## [Document passage]
-----
The Racialization of Morality and Politics

Since 2008, the media have repeatedly flogged the notion that conservative opposition to Obama's policies has nothing to do with the fact that progressive policies like the so-called living wage, the war on income inequality, and the expansion of government are ones conservatives have opposed for decades. What's really causing conservatives to oppose the same policies they have always opposed is "racial attitudes".

But a new study suggests that these disturbing racial attitudes are powerful enough to cause progressives to ignore their decades-long opposition to the aggressive and pre-emptive use of lethal military force and the targeted killings of American citizens with no judicial or legislative oversight:

In a YouGov poll of 1,000 voters last August, Tesler found significantly more support for targeted killing of suspected terrorists among white “racial liberals” (i.e., those liberal on issues of race) and African-Americans when they were told that Obama supported such a policy than when they were not told it was the president’s policy. Only 27 percent of white racial liberals in a control group supported the targeted killing policy, but that jumped to 48 percent among such voters who were told Obama had conducted such targeted killings (which Tesler refers to as the “Obama cue”). He found a similar difference among African-Americans, but cautions that the sample size, of 60 in a control group and another 60 who were given the “Obama cue,” is small. “We can be pretty confident that blacks are more supportive when given the Obama cue, but not at all confident about how precisely large that difference is,” he told me via email.
-----
## [Record extracts]
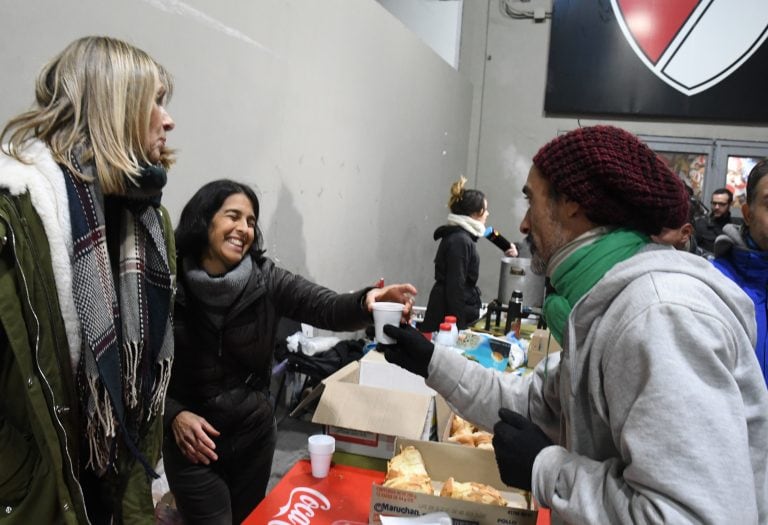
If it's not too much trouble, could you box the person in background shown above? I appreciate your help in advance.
[693,188,736,258]
[383,126,768,523]
[712,159,768,385]
[0,36,176,524]
[419,177,517,332]
[651,184,703,255]
[163,180,416,524]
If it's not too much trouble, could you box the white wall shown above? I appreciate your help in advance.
[459,0,768,301]
[377,0,464,68]
[0,0,471,301]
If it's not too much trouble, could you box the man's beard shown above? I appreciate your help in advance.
[525,224,568,275]
[525,233,547,275]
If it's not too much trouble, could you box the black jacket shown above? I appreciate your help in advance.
[420,225,480,332]
[165,258,371,438]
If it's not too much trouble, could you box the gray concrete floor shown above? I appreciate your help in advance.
[267,411,323,493]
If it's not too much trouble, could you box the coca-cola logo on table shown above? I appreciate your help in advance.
[269,487,331,525]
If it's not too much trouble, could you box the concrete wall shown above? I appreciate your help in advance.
[0,0,472,296]
[459,0,768,301]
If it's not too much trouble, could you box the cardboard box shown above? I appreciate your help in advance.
[368,438,537,525]
[359,351,436,396]
[292,352,450,459]
[528,329,562,368]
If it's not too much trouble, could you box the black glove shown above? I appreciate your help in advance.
[493,408,553,490]
[376,324,435,379]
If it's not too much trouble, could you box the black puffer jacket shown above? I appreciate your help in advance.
[165,258,371,438]
[420,225,480,332]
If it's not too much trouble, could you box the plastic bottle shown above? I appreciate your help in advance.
[434,323,453,346]
[485,226,512,252]
[443,315,459,346]
[504,290,523,339]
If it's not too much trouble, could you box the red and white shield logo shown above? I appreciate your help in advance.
[611,0,768,96]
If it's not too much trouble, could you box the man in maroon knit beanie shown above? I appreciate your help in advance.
[382,126,768,523]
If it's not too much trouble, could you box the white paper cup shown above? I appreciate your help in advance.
[307,434,336,478]
[373,302,404,345]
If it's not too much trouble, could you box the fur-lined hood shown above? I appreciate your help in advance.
[0,140,80,369]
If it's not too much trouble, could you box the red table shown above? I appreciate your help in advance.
[243,459,384,525]
[249,459,550,525]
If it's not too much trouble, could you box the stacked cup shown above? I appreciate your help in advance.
[373,301,404,345]
[307,434,336,478]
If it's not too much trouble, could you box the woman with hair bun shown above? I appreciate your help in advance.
[419,177,517,332]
-----
## [To be done]
1. Answer these questions from the passage on racial attitudes and politics:
(a) Since what year, according to the passage, have the media pushed the notion about conservative opposition to Obama's policies?
(b) How many voters took part in the YouGov poll?
(c) What percentage of white racial liberals in the control group supported the targeted killing policy?
2. In the records, copy word for word everything from the line containing "the red and" through the end of the records, including both of those lines.

## [Expected answers]
1.
(a) 2008
(b) 1,000
(c) 27 percent

2.
If it's not too much trouble, could you box the red and white shield logo shown above? I appreciate your help in advance.
[611,0,768,96]
If it's not too much trouble, could you box the man in maroon knit beanie shown above? I appreciate your help in advance.
[382,126,768,523]
If it's not too much trouble, could you box the white paper cup shown above? I appreciate your help in advance.
[307,434,336,478]
[373,302,404,345]
If it's not too much trouble, could you box the fur-lined hood shown above? I appreciate your help in advance.
[0,140,80,369]
If it's not too much trouble, could you box the red table shown above? I appreciate your help in advance.
[243,459,384,525]
[249,459,550,525]
If it's not too much trouble, could you box the stacked cup shown above? I appreciate your help in advance.
[373,301,404,345]
[307,434,336,478]
If it's not too much trouble, could you box the woman with hair bun shown above? I appreciate your help in advance.
[419,177,517,332]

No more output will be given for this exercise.